• [Stated task]
Please duplicate the following lines word for word.

• [Extracted records]

## BEGIN

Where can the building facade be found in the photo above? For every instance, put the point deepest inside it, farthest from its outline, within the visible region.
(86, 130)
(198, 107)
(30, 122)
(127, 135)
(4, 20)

## END

• [Completed task]
Where can the building facade be found in the photo above? For every instance, put the point deepest inside it, farthest from its outline, within the visible region.
(86, 130)
(198, 107)
(30, 122)
(127, 135)
(4, 20)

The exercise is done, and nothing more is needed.